+++ Data shown +++
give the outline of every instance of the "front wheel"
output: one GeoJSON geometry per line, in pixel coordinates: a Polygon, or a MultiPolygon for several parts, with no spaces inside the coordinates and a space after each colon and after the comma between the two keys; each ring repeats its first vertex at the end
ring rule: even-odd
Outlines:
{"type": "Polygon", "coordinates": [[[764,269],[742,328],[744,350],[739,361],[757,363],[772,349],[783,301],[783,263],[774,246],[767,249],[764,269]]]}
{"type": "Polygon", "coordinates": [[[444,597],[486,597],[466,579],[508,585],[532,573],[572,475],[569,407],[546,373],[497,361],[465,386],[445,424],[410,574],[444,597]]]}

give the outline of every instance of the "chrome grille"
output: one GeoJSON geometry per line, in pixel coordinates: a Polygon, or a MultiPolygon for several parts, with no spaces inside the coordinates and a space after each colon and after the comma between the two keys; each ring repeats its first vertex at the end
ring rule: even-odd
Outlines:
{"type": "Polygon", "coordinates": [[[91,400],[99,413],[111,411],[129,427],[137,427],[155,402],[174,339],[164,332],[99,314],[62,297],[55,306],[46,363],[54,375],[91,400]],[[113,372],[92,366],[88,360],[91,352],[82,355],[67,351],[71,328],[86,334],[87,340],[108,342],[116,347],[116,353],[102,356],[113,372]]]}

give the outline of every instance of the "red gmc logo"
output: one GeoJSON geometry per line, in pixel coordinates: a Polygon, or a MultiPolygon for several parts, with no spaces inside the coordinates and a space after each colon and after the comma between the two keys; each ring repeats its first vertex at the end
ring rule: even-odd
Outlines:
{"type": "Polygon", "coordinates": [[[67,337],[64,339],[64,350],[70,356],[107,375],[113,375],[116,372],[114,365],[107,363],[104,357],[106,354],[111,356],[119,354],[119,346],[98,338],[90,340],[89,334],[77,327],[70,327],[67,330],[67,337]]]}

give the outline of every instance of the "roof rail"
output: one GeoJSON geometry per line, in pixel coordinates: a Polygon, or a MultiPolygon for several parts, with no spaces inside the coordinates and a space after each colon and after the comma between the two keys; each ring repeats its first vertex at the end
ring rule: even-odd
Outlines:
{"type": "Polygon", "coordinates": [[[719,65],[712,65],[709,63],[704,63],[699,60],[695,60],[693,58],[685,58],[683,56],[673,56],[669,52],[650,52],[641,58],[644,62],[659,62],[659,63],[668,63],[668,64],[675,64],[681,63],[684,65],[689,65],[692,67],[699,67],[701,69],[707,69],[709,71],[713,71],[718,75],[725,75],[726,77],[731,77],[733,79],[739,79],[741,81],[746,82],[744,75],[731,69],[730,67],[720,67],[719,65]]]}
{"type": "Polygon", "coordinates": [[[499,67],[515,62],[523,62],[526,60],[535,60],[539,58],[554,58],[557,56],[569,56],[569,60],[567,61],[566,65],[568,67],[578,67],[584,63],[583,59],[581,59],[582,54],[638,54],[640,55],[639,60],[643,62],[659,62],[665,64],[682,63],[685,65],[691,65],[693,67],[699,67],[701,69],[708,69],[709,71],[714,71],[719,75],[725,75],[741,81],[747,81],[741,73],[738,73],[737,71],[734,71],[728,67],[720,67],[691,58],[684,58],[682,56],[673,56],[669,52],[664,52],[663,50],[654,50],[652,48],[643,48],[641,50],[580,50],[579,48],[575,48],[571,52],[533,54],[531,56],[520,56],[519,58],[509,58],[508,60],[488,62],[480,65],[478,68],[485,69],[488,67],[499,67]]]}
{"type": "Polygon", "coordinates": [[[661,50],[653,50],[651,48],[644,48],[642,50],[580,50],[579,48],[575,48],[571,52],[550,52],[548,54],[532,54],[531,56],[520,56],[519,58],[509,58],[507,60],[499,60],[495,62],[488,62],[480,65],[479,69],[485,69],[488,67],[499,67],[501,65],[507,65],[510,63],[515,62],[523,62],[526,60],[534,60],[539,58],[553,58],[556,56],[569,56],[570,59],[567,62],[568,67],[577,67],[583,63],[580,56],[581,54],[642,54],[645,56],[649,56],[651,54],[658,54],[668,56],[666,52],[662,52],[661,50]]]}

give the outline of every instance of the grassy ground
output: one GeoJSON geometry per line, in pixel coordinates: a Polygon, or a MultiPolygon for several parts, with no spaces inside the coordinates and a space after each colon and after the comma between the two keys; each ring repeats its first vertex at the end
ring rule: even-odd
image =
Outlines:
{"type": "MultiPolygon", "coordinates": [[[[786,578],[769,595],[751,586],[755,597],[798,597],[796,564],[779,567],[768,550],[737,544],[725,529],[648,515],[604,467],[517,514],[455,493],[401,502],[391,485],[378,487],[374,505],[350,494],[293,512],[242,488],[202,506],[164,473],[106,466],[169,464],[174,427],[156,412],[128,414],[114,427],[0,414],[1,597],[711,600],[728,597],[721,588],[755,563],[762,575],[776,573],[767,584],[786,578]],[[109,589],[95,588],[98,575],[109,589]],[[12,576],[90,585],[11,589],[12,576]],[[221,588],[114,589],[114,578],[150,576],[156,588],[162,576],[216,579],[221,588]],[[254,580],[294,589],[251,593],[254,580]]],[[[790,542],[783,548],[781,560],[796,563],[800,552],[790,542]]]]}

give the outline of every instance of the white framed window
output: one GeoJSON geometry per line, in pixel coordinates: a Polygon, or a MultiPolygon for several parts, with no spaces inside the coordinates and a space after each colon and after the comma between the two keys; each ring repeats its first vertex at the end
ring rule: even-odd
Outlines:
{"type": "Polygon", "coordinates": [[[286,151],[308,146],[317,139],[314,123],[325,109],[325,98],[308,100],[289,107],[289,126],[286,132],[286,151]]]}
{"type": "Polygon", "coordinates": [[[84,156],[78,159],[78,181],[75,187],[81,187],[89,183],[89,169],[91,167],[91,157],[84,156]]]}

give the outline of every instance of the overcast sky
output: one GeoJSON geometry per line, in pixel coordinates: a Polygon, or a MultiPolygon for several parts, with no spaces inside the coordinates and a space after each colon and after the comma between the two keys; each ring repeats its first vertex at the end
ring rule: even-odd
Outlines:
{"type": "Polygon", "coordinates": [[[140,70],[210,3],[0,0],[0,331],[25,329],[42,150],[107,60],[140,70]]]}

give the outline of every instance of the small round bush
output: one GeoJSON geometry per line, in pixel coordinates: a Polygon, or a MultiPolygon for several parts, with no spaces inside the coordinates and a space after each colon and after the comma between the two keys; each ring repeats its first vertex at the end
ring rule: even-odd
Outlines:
+++
_What is needed_: Transcribe the listing above verbatim.

_Exercise result_:
give the outline of every instance of the "front wheel"
output: one GeoJSON geometry per line, in pixel coordinates: a Polygon, or a MultiPolygon for several parts, with no spaces inside the coordinates and a space after each colon and after the comma between the two keys; each ring repeats its first vertex at the end
ring rule: even-odd
Outlines:
{"type": "Polygon", "coordinates": [[[764,269],[742,328],[744,350],[739,361],[757,363],[772,349],[783,301],[783,263],[774,246],[767,249],[764,269]]]}
{"type": "Polygon", "coordinates": [[[444,597],[486,597],[466,579],[508,585],[532,573],[572,475],[569,407],[546,373],[497,361],[465,386],[445,424],[410,574],[444,597]]]}

give the outline of every instance of the "chrome grille"
output: one GeoJSON geometry per line, in pixel coordinates: a Polygon, or a MultiPolygon for several parts, with no spaces inside the coordinates and a space after each colon and after the comma between the two keys; each ring repeats its first vertex at the end
ring rule: even-odd
Outlines:
{"type": "Polygon", "coordinates": [[[91,400],[99,413],[111,411],[129,427],[137,427],[155,402],[174,339],[164,332],[99,314],[62,297],[55,306],[46,363],[54,375],[91,400]],[[113,372],[92,366],[88,360],[91,352],[82,355],[67,351],[71,328],[86,334],[87,340],[108,342],[116,347],[116,353],[102,356],[113,372]]]}

give the outline of every instance of the "red gmc logo"
output: one GeoJSON geometry per line, in pixel coordinates: a Polygon, or a MultiPolygon for several parts, with no spaces inside the coordinates and a space after each colon and after the comma between the two keys; each ring repeats its first vertex at the end
ring rule: even-odd
Outlines:
{"type": "Polygon", "coordinates": [[[67,337],[64,339],[64,350],[70,356],[107,375],[113,375],[116,372],[114,365],[107,363],[104,357],[106,354],[111,356],[119,354],[119,346],[98,338],[90,340],[89,334],[77,327],[70,327],[67,330],[67,337]]]}

give the outline of every instance of the "roof rail"
output: one GeoJSON geometry per line, in pixel coordinates: a Polygon, or a MultiPolygon for several parts, with no spaces inside the coordinates and a space after each colon and after the comma between the two keys; each ring repeats its first vertex at the end
ring rule: even-odd
Outlines:
{"type": "Polygon", "coordinates": [[[719,65],[712,65],[709,63],[704,63],[699,60],[695,60],[693,58],[685,58],[683,56],[673,56],[669,52],[650,52],[641,58],[644,62],[659,62],[659,63],[668,63],[668,64],[675,64],[681,63],[684,65],[689,65],[692,67],[699,67],[701,69],[707,69],[709,71],[713,71],[718,75],[725,75],[726,77],[731,77],[733,79],[739,79],[741,81],[746,82],[744,75],[731,69],[730,67],[720,67],[719,65]]]}
{"type": "Polygon", "coordinates": [[[499,67],[515,62],[523,62],[526,60],[535,60],[539,58],[554,58],[557,56],[569,56],[569,60],[567,61],[566,65],[568,67],[578,67],[584,63],[583,59],[581,59],[582,54],[638,54],[640,55],[639,60],[643,62],[659,62],[665,64],[682,63],[685,65],[691,65],[693,67],[699,67],[701,69],[708,69],[709,71],[714,71],[719,75],[725,75],[741,81],[747,81],[741,73],[738,73],[737,71],[734,71],[728,67],[720,67],[691,58],[684,58],[682,56],[673,56],[669,52],[664,52],[663,50],[654,50],[652,48],[643,48],[641,50],[580,50],[579,48],[575,48],[571,52],[533,54],[531,56],[520,56],[519,58],[509,58],[508,60],[488,62],[480,65],[478,68],[485,69],[488,67],[499,67]]]}
{"type": "Polygon", "coordinates": [[[661,50],[653,50],[651,48],[644,48],[642,50],[580,50],[579,48],[575,48],[571,52],[550,52],[548,54],[532,54],[531,56],[520,56],[519,58],[509,58],[507,60],[499,60],[495,62],[488,62],[480,65],[479,69],[485,69],[488,67],[499,67],[501,65],[507,65],[510,63],[515,62],[523,62],[526,60],[534,60],[539,58],[553,58],[556,56],[569,56],[570,59],[567,62],[568,67],[577,67],[583,63],[580,56],[581,54],[642,54],[645,56],[649,56],[651,54],[658,54],[668,56],[666,52],[662,52],[661,50]]]}

give the outline of every instance of the grassy ground
output: one GeoJSON geometry per line, in pixel coordinates: a Polygon, or a MultiPolygon for several parts, with no spaces inside the coordinates and a space after each colon and after the comma between the two keys; each ring repeats its first vertex at the end
ring rule: even-odd
image =
Outlines:
{"type": "MultiPolygon", "coordinates": [[[[786,578],[769,595],[751,586],[755,597],[798,597],[796,564],[779,567],[768,550],[737,544],[725,529],[648,515],[604,467],[517,514],[455,493],[401,502],[391,485],[378,487],[374,505],[350,494],[293,512],[242,488],[202,506],[164,473],[106,466],[169,464],[174,427],[156,412],[128,414],[114,427],[0,414],[1,597],[711,600],[728,597],[721,588],[755,563],[762,575],[776,573],[767,584],[786,578]],[[109,589],[95,588],[98,575],[109,589]],[[12,576],[90,585],[11,589],[12,576]],[[221,588],[114,589],[114,578],[150,576],[156,588],[162,576],[216,579],[221,588]],[[254,580],[294,589],[251,593],[254,580]]],[[[790,542],[783,548],[781,560],[796,563],[800,552],[790,542]]]]}

give the outline of every instance of the white framed window
output: one GeoJSON geometry per line, in pixel coordinates: a Polygon, or a MultiPolygon for several parts, with no spaces inside the coordinates and a space after each colon and after the comma between the two keys; each ring repeats its first vertex at the end
ring rule: even-odd
Outlines:
{"type": "Polygon", "coordinates": [[[286,151],[308,146],[317,139],[314,123],[325,109],[325,98],[308,100],[289,107],[289,126],[286,132],[286,151]]]}
{"type": "Polygon", "coordinates": [[[84,156],[78,159],[78,181],[75,187],[81,187],[89,183],[89,169],[91,167],[91,157],[84,156]]]}

give the outline of every instance of the overcast sky
output: one GeoJSON geometry per line, in pixel coordinates: a Polygon, or a MultiPolygon for several parts, with no spaces inside the coordinates and a space after each colon and after the comma between the two keys; each ring repeats its first vertex at the end
ring rule: even-odd
Outlines:
{"type": "Polygon", "coordinates": [[[140,70],[210,3],[0,0],[0,331],[25,329],[42,150],[107,60],[140,70]]]}

give the outline of every instance of the small round bush
output: one GeoJSON geometry per line, in pixel coordinates: a Polygon, or a MultiPolygon for several parts, with no spaces inside the coordinates and a space after each colon and after the comma between the two keys; each ring repeats its first vertex at the end
ring rule: even-odd
Outlines:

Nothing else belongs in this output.